» Dataset content
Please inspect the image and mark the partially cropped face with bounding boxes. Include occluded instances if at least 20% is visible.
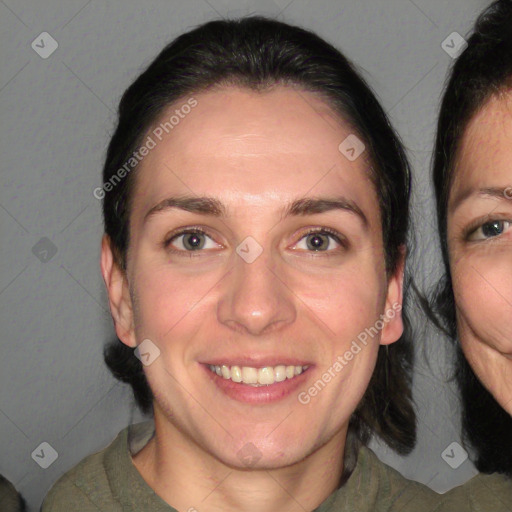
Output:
[448,92,512,414]
[105,87,402,468]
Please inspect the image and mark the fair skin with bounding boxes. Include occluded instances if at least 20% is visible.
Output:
[447,91,512,414]
[101,86,403,512]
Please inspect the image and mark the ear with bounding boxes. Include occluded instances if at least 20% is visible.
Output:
[100,235,137,347]
[380,245,406,345]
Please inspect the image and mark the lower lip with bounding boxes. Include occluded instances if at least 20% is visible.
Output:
[203,365,312,404]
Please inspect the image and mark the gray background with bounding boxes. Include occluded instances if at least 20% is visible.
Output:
[0,0,489,510]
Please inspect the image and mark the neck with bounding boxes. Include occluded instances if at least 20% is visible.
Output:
[133,416,347,512]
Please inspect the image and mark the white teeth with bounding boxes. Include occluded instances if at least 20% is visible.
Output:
[242,366,258,384]
[274,365,286,382]
[258,367,275,384]
[231,366,242,382]
[220,364,231,379]
[209,364,308,386]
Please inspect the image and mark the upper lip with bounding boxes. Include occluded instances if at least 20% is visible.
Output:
[203,356,311,368]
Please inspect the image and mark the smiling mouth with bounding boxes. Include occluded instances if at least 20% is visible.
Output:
[207,364,309,387]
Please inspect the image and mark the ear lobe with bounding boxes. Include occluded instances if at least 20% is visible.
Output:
[100,235,137,347]
[380,245,406,345]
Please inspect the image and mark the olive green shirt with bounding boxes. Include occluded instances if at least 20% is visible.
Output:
[0,475,25,512]
[41,420,462,512]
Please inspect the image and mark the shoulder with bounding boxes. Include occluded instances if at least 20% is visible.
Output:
[41,429,127,512]
[443,473,512,512]
[353,447,441,512]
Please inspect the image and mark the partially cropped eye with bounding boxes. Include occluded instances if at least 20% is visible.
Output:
[166,230,218,252]
[296,230,342,252]
[468,220,512,241]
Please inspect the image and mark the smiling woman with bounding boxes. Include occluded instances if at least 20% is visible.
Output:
[43,17,448,512]
[433,0,512,511]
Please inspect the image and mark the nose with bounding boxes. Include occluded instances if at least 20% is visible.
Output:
[217,244,296,336]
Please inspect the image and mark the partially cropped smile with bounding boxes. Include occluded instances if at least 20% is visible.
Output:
[208,364,309,387]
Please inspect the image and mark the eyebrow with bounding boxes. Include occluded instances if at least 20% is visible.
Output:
[449,187,510,213]
[144,196,368,226]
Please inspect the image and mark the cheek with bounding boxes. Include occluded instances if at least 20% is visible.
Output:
[134,266,222,348]
[452,251,512,354]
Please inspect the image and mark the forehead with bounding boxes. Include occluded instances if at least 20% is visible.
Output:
[132,86,375,216]
[454,91,512,187]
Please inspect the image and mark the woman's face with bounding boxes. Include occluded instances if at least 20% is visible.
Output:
[104,87,402,467]
[448,93,512,414]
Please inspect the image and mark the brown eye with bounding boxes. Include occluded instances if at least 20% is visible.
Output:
[165,230,218,252]
[468,220,511,240]
[296,230,343,252]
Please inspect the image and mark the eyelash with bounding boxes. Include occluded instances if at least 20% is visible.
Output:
[162,226,348,258]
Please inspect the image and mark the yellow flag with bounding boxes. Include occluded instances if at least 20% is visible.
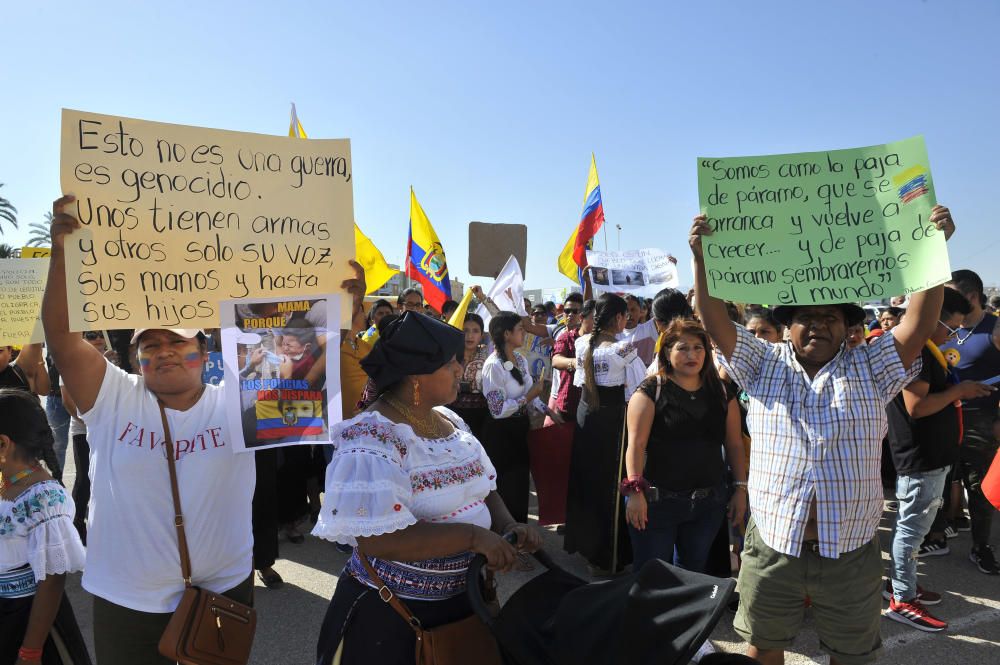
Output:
[288,103,399,295]
[354,224,399,293]
[288,102,309,139]
[448,289,472,330]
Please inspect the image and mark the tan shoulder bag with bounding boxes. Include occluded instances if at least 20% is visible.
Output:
[358,549,503,665]
[157,400,257,665]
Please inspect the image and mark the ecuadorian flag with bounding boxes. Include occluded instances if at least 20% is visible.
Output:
[559,153,604,287]
[254,400,326,441]
[406,187,451,312]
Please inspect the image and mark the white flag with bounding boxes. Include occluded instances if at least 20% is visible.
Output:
[476,256,528,328]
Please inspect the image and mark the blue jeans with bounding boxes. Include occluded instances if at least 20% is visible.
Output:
[628,485,729,573]
[45,395,72,473]
[892,467,949,601]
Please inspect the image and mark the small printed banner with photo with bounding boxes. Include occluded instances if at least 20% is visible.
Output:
[587,248,679,298]
[220,295,341,452]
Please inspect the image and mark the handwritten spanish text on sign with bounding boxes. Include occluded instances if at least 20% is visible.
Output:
[61,109,354,330]
[0,259,49,346]
[698,137,951,304]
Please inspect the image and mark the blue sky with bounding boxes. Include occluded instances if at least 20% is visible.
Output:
[0,0,1000,288]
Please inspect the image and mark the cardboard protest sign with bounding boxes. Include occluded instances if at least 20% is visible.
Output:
[0,259,49,346]
[61,109,354,330]
[587,248,679,298]
[698,137,951,305]
[476,256,528,328]
[201,351,224,386]
[221,296,341,452]
[469,222,528,279]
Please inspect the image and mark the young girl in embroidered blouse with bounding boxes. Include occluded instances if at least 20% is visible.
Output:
[483,312,562,522]
[448,313,488,438]
[0,389,90,665]
[563,293,646,574]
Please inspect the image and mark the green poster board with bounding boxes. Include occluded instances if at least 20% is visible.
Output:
[698,136,951,305]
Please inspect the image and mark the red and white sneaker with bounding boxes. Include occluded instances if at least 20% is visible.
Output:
[882,579,941,605]
[885,598,948,633]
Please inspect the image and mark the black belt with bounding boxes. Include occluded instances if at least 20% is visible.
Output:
[660,487,715,501]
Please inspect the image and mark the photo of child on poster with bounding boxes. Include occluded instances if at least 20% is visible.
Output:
[222,298,340,450]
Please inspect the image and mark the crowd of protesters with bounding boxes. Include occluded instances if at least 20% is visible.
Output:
[0,197,1000,665]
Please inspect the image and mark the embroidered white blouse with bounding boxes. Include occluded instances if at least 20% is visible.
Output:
[573,335,646,402]
[483,351,545,419]
[0,480,86,581]
[312,407,497,546]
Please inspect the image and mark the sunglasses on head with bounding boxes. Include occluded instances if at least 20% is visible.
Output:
[938,320,958,339]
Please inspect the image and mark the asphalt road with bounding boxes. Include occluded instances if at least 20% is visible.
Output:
[58,448,1000,665]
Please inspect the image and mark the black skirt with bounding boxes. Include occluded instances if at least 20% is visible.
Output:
[563,386,632,572]
[482,415,531,524]
[0,593,91,665]
[316,571,475,665]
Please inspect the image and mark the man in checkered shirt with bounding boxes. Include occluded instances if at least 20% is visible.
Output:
[690,206,955,665]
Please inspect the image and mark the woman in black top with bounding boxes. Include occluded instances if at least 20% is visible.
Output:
[622,319,747,572]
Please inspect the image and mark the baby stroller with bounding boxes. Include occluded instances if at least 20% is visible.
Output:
[467,550,736,665]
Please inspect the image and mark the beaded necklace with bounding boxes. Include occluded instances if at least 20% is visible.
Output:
[0,466,38,491]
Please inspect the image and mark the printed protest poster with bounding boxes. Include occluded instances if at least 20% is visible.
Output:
[60,109,355,330]
[587,248,679,298]
[698,136,951,305]
[221,296,341,452]
[518,333,552,384]
[0,259,49,346]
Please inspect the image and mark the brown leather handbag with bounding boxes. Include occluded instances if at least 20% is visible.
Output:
[157,400,257,665]
[358,550,503,665]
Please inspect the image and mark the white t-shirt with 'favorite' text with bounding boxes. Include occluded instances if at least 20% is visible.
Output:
[81,363,256,613]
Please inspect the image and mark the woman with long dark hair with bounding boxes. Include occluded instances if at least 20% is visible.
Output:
[482,312,562,522]
[563,293,646,573]
[622,319,747,573]
[0,388,90,665]
[448,312,489,439]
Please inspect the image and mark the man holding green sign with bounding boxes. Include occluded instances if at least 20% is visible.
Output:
[698,137,950,305]
[690,136,955,665]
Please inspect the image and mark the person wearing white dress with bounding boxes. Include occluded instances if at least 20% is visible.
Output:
[313,311,541,665]
[563,293,646,574]
[0,389,90,665]
[483,312,562,522]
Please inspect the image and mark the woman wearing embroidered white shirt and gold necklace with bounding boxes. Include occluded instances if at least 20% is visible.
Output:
[313,312,541,665]
[483,312,562,522]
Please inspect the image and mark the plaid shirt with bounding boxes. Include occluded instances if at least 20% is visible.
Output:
[721,326,920,559]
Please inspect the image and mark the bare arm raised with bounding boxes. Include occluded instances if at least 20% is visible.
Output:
[892,205,955,369]
[688,215,736,358]
[42,194,107,413]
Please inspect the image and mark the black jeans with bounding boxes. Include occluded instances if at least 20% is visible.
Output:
[73,434,90,545]
[958,410,997,547]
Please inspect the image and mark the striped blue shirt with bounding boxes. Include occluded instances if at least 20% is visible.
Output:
[720,326,920,559]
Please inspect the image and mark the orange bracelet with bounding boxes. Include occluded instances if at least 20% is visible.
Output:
[17,647,42,663]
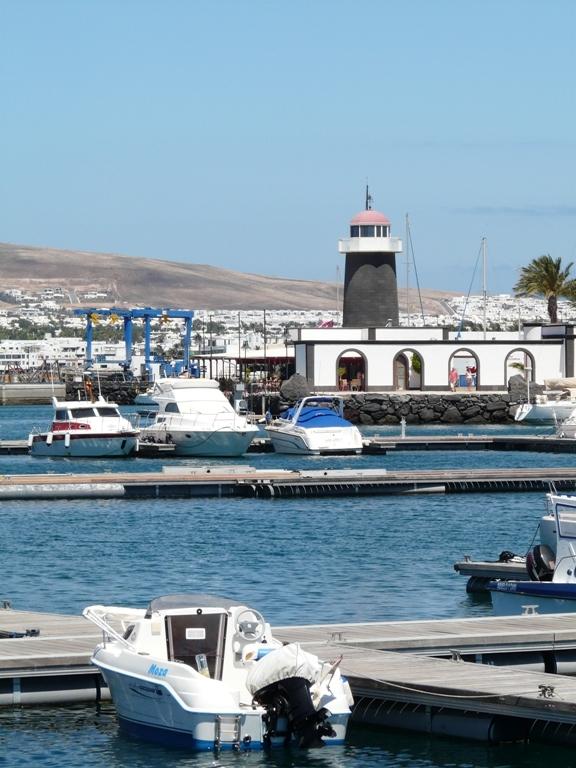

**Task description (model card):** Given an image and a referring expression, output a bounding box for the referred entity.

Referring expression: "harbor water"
[0,406,576,768]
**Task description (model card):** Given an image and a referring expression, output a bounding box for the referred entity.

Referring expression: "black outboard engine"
[254,677,336,749]
[526,544,555,581]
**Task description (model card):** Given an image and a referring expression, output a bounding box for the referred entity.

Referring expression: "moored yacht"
[28,397,139,458]
[488,493,576,615]
[141,378,259,456]
[83,595,352,750]
[266,395,362,455]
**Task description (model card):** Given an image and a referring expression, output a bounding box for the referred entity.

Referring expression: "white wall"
[296,339,565,389]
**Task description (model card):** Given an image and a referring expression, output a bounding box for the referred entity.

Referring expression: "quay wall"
[345,392,518,426]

» Prompt
Return each line from the rows above that contains the string "photo". The match is case-sensitive.

» Written reply
Please inspect the image and mark the small printed banner with photo with bounding boxes. Include occluded instances if at least 20% is visible.
Please inspect the image and mark the photo of child on poster with bounding boxes. Include occluded instances if at least 20% is visible.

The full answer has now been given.